# What to produce
Once you find the line with "box: [39, 42, 57, 61]" in the entries below, return exactly every line from it through the line with "box: [0, 0, 120, 80]".

[Opening Input data section]

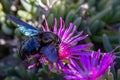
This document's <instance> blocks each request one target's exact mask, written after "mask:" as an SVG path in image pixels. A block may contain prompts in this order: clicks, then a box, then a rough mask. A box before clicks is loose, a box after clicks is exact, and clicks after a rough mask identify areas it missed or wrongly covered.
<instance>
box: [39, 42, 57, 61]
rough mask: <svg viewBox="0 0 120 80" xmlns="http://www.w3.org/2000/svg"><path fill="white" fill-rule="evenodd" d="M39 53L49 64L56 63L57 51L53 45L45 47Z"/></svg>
mask: <svg viewBox="0 0 120 80" xmlns="http://www.w3.org/2000/svg"><path fill="white" fill-rule="evenodd" d="M40 53H44V54H45V55H46V56H47V58H48V59H49V60H50V61H51V62H57V50H56V48H55V46H53V45H51V44H50V45H47V46H45V47H43V48H42V49H41V50H40Z"/></svg>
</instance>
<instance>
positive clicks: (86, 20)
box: [0, 0, 120, 80]
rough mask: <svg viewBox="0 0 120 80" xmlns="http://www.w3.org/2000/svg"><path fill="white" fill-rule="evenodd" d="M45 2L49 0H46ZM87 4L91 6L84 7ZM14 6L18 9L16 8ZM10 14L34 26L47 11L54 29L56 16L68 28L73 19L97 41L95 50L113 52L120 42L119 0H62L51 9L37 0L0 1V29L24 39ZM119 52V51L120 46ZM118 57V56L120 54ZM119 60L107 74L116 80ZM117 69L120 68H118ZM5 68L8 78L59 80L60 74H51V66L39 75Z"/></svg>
mask: <svg viewBox="0 0 120 80" xmlns="http://www.w3.org/2000/svg"><path fill="white" fill-rule="evenodd" d="M43 2H44V3H46V1H45V0H43ZM85 4H86V5H87V6H88V8H86V7H85ZM6 5H7V6H6ZM11 6H14V7H15V8H16V9H17V10H15V11H13V10H12V9H11ZM82 6H84V7H82ZM7 14H12V15H14V16H16V17H18V18H20V19H21V20H24V21H25V22H32V23H33V24H34V25H35V26H37V25H38V23H39V22H40V23H42V21H43V20H42V15H43V14H44V15H45V16H46V18H47V21H48V23H49V25H50V27H51V28H52V26H53V25H54V18H56V19H57V20H58V21H59V17H62V18H63V19H64V20H65V23H66V27H68V26H69V23H70V22H73V24H74V25H76V26H77V31H80V30H83V29H84V31H85V34H86V33H88V34H89V38H88V39H87V40H88V41H91V42H92V43H93V44H94V46H93V49H94V50H97V49H98V48H101V49H102V51H103V52H112V51H113V49H114V48H115V47H116V46H119V45H120V28H119V26H120V1H119V0H83V2H80V0H59V1H57V2H56V3H55V4H54V5H53V6H52V8H49V10H48V11H45V10H44V9H43V8H42V7H41V6H39V4H38V3H37V2H36V1H35V0H13V1H12V2H11V0H0V32H1V33H3V34H4V35H8V36H10V37H11V36H12V39H15V38H18V37H19V38H24V37H23V35H22V34H21V33H20V32H19V31H18V30H17V29H16V25H14V24H13V23H11V22H10V21H9V20H8V19H6V15H7ZM88 19H89V20H88ZM87 20H88V21H87ZM77 31H76V33H77ZM87 40H86V42H87ZM117 52H120V49H118V50H117ZM113 53H115V52H113ZM117 57H119V56H118V55H117ZM116 62H117V65H116V67H117V68H115V69H114V68H112V73H109V74H107V75H106V80H113V76H117V79H116V80H120V76H119V75H120V70H119V69H120V66H119V65H120V63H119V60H116ZM116 69H117V70H118V71H115V70H116ZM5 70H7V71H6V72H7V75H8V76H7V77H6V78H5V80H48V79H46V78H49V77H50V80H58V79H57V78H58V75H57V74H56V73H55V72H54V73H52V75H53V76H50V75H51V74H50V73H49V71H48V65H47V68H43V69H40V70H39V72H38V73H36V74H34V73H33V72H31V70H26V69H25V68H24V67H22V68H21V69H19V68H18V67H16V68H8V69H7V68H6V69H5ZM46 75H47V77H46V78H45V79H44V77H43V76H46ZM56 76H57V77H56ZM114 79H115V77H114Z"/></svg>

[Closing Input data section]

# Response to this task
box: [39, 42, 57, 61]
rough mask: <svg viewBox="0 0 120 80" xmlns="http://www.w3.org/2000/svg"><path fill="white" fill-rule="evenodd" d="M39 53L49 64L56 63L57 51L53 45L45 47Z"/></svg>
mask: <svg viewBox="0 0 120 80" xmlns="http://www.w3.org/2000/svg"><path fill="white" fill-rule="evenodd" d="M40 53H44V54H45V55H46V56H47V58H48V59H49V60H50V61H51V62H57V50H56V48H55V46H53V45H51V44H50V45H47V46H45V47H43V48H42V49H41V50H40Z"/></svg>
</instance>
<instance>
positive clicks: (86, 20)
box: [0, 0, 120, 80]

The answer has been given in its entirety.